Given request
Rewrite the lines below as a Markdown table with the columns "No." and "Line", giving each line its row number and leaving out blank lines. Include only the lines from the one containing "the human skin" through the end of the records, both ends included.

Supplied records

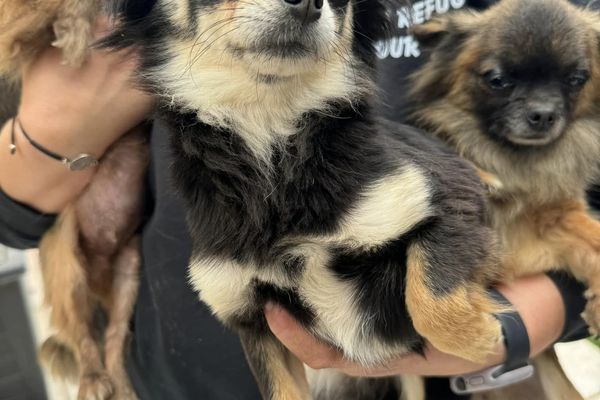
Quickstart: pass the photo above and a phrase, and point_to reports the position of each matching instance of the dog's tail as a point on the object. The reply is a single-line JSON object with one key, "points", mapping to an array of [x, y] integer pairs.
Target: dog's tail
{"points": [[59, 359]]}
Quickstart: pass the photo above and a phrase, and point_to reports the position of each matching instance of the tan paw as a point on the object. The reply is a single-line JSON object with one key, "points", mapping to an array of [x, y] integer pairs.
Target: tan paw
{"points": [[95, 386], [475, 340]]}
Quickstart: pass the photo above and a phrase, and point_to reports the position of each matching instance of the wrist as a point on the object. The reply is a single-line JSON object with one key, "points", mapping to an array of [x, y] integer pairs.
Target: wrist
{"points": [[36, 180], [539, 303]]}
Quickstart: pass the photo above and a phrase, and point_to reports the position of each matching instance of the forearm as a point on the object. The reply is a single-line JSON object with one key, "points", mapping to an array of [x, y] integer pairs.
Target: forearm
{"points": [[33, 178], [536, 299], [68, 111]]}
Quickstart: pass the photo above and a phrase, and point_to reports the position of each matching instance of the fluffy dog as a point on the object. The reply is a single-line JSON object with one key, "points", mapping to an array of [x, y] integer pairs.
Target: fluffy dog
{"points": [[515, 91], [90, 258], [372, 234]]}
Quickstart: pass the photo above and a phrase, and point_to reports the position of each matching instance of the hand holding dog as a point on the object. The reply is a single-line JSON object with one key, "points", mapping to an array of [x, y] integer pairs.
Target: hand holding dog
{"points": [[536, 298]]}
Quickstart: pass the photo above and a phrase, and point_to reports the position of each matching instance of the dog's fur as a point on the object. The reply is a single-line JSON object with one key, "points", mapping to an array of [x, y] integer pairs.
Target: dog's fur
{"points": [[372, 234], [487, 73], [90, 258], [28, 26]]}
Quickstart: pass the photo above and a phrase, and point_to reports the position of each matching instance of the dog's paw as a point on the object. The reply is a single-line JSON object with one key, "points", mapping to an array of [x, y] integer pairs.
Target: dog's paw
{"points": [[591, 315], [95, 386], [474, 341]]}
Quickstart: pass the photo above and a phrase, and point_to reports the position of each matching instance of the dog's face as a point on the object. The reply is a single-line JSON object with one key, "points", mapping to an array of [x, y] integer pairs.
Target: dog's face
{"points": [[525, 70], [274, 38]]}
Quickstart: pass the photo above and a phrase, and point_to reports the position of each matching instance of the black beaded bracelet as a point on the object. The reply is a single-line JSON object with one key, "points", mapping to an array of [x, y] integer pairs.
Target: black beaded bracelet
{"points": [[79, 162]]}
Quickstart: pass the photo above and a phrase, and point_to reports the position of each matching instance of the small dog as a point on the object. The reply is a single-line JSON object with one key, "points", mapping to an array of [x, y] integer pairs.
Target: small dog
{"points": [[515, 90], [90, 258], [371, 234], [28, 26]]}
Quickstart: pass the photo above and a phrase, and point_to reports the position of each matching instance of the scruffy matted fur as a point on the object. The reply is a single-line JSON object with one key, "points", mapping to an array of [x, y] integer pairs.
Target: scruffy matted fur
{"points": [[28, 26], [90, 258], [371, 234], [515, 90]]}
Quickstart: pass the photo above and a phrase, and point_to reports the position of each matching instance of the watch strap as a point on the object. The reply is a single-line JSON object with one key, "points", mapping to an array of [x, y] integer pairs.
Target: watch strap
{"points": [[515, 369]]}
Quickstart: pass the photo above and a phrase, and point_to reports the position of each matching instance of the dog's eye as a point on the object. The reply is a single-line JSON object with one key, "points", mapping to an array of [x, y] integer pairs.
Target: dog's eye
{"points": [[578, 79], [498, 81]]}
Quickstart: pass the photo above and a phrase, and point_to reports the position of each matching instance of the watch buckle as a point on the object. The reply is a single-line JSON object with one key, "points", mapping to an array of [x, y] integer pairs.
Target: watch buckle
{"points": [[489, 379]]}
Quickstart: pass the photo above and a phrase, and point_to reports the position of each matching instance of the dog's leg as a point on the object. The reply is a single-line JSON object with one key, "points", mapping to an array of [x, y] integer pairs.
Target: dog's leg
{"points": [[279, 374], [72, 306], [456, 320], [124, 294]]}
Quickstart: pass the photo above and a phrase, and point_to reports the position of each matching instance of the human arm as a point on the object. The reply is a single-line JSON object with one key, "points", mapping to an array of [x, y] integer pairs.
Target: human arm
{"points": [[70, 111]]}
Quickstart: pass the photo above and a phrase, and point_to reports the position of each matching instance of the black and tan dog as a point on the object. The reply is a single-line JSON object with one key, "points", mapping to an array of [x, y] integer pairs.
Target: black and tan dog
{"points": [[516, 91], [372, 234], [90, 257]]}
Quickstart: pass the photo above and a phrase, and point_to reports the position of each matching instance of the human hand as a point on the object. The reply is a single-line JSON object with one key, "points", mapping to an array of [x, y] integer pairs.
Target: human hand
{"points": [[70, 111], [85, 109], [536, 298]]}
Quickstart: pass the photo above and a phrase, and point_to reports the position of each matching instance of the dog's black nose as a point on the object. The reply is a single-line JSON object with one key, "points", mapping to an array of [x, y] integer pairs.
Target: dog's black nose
{"points": [[306, 11], [541, 118]]}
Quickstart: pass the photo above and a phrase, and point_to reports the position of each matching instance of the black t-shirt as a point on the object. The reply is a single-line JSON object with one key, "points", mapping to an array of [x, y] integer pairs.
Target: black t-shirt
{"points": [[179, 351]]}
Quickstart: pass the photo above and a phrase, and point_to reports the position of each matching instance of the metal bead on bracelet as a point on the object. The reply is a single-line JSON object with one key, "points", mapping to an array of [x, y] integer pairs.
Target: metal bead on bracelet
{"points": [[79, 162]]}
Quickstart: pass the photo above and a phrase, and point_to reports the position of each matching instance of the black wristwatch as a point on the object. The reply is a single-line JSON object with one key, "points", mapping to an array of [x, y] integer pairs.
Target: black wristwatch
{"points": [[515, 369]]}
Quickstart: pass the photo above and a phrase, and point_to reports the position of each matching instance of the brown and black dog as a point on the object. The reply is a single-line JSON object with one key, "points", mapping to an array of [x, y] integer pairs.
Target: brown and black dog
{"points": [[90, 258], [516, 91]]}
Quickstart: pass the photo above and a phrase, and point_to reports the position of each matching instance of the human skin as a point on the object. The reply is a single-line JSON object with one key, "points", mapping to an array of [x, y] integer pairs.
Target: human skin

Result
| No. | Line |
|---|---|
| 1 | Quickstart: pass the photo above and a phrase, and point_to reports the position of each matching instance of the human skin as a point on the object. The reply is a single-line JSON object with one key, "points", mapping to an array of [x, y] integer pairs. |
| 2 | Target: human skin |